> [MATERIAL PROVIDED]
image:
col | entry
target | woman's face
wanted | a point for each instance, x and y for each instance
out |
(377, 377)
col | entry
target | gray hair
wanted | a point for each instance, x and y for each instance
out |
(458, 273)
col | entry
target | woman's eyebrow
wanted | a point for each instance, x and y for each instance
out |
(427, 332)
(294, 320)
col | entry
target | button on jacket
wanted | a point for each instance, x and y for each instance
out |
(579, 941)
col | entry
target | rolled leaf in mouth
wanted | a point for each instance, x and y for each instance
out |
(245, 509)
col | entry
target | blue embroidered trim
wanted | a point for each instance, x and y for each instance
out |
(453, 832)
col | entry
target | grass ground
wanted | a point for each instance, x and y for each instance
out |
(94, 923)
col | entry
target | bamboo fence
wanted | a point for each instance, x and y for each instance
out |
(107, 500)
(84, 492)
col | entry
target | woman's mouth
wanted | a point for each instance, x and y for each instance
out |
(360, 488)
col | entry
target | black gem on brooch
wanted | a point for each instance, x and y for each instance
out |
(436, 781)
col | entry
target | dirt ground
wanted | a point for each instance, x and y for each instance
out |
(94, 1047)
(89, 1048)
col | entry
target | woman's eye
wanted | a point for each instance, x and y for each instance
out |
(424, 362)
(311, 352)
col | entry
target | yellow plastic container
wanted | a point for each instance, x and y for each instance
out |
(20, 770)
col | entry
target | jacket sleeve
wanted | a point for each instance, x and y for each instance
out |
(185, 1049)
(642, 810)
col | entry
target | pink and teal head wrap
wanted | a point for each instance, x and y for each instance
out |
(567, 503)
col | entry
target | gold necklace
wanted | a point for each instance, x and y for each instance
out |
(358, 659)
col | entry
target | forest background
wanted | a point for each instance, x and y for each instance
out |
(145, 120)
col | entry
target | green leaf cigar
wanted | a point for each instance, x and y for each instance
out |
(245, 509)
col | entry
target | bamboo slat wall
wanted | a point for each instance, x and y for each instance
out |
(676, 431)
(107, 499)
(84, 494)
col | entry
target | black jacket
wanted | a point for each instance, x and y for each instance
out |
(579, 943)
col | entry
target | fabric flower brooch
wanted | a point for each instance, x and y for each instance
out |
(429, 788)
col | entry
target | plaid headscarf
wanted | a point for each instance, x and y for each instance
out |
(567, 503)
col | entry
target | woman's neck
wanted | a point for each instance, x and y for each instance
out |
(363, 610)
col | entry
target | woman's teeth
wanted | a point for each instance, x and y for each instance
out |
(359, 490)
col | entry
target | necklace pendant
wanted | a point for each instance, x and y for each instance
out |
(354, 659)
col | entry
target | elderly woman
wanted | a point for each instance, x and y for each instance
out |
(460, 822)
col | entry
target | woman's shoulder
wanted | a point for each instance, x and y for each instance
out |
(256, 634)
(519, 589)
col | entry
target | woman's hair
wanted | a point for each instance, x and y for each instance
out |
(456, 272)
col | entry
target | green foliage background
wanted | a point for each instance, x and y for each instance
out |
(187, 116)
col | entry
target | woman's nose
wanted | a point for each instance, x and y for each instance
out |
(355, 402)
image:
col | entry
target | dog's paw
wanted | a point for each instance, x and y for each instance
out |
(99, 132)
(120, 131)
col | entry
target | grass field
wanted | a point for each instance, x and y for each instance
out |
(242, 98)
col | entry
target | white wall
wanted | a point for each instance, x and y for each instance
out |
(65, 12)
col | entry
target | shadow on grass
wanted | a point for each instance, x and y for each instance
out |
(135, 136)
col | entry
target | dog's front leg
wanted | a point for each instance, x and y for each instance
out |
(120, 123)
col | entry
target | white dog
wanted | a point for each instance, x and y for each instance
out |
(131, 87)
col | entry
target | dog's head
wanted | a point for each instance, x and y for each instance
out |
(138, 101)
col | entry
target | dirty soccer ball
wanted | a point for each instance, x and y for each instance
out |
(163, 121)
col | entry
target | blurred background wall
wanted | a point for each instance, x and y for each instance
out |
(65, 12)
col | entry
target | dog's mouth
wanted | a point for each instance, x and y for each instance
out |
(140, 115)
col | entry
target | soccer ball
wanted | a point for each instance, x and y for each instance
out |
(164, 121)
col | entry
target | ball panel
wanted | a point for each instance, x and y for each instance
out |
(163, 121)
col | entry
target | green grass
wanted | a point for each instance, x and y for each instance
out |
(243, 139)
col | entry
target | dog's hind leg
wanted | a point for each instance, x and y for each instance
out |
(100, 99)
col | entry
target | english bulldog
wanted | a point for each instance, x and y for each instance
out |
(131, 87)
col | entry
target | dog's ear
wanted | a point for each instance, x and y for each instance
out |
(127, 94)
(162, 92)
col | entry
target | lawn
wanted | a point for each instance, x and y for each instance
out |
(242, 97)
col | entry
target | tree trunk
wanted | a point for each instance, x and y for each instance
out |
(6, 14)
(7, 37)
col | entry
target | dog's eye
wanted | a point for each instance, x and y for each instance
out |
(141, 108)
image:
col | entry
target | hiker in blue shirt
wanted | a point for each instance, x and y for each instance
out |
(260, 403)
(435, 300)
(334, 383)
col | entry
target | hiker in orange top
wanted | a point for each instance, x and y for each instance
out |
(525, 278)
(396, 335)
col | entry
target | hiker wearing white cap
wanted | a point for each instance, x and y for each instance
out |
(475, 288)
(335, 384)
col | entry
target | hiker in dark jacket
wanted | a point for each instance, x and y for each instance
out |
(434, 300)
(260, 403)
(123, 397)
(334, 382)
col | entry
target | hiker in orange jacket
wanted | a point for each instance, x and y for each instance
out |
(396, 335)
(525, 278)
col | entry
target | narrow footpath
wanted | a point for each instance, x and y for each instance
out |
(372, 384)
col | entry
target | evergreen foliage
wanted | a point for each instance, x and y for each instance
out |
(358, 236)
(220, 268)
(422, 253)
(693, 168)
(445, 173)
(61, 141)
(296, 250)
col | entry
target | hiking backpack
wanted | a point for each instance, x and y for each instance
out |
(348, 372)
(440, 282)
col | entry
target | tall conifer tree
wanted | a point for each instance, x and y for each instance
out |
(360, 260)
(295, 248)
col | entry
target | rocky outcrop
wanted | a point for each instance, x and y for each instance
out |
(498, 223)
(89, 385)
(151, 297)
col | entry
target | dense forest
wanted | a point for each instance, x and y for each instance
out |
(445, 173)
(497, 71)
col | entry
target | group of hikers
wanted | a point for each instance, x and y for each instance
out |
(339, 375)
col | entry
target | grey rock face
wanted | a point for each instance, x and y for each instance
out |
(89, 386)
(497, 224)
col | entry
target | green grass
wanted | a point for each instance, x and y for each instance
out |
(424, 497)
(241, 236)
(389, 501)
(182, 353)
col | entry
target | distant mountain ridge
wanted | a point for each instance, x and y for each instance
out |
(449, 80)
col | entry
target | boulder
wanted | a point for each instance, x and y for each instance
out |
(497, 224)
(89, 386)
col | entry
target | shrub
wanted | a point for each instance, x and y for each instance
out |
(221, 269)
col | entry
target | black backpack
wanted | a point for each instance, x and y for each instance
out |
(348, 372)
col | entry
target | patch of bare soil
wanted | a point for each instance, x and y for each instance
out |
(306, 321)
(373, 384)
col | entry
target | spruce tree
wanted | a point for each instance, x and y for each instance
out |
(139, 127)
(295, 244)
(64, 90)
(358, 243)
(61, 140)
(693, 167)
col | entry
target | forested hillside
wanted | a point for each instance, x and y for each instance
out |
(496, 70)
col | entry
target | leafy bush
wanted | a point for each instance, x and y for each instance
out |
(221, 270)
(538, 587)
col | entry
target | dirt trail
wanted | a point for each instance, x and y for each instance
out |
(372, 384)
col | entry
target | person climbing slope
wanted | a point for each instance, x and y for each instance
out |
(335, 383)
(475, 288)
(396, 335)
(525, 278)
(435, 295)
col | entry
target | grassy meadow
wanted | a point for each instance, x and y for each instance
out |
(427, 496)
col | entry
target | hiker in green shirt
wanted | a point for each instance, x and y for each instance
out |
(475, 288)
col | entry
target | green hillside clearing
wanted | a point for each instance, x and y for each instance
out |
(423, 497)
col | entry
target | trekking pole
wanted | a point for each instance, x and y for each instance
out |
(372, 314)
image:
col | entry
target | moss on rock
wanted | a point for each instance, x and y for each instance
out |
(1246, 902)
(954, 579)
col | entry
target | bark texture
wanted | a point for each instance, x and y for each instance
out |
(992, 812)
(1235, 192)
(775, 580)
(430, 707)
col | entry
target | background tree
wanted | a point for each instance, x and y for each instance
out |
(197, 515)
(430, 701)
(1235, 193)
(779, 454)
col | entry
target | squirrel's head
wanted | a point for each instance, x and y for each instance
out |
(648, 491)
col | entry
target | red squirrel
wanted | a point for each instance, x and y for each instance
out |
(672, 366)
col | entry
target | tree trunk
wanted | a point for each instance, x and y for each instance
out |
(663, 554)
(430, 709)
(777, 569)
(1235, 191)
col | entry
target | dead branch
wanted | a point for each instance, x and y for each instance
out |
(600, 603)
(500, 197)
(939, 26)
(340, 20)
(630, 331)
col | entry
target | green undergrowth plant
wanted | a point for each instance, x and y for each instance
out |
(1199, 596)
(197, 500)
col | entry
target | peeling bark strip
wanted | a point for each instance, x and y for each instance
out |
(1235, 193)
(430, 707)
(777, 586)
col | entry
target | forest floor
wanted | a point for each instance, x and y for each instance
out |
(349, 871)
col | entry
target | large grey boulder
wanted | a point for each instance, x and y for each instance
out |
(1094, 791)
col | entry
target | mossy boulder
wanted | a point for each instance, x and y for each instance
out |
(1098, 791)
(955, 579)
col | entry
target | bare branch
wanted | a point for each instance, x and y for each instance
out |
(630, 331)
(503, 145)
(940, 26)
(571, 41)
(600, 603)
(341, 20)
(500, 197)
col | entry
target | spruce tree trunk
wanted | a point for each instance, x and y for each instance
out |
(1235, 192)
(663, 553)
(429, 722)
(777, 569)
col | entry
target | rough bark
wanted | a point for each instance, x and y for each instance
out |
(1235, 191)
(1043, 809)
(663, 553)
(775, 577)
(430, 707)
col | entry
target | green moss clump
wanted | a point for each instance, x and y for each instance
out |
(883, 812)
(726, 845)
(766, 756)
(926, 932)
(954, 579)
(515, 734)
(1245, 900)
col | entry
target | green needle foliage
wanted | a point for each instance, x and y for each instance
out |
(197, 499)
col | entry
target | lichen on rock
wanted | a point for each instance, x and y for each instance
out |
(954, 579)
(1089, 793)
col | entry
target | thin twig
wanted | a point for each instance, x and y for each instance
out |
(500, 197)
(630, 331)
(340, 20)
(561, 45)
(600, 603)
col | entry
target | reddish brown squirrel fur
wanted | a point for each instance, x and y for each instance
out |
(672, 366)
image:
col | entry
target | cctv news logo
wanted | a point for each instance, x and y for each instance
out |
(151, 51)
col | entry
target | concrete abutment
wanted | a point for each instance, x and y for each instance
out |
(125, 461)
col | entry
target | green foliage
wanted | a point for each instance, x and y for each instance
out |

> [WORK REQUIRED] Extract every line of the material that contains the word "boulder", treating case as significant.

> [ANSWER IN FULL]
target | boulder
target | large grey boulder
target | mossy boulder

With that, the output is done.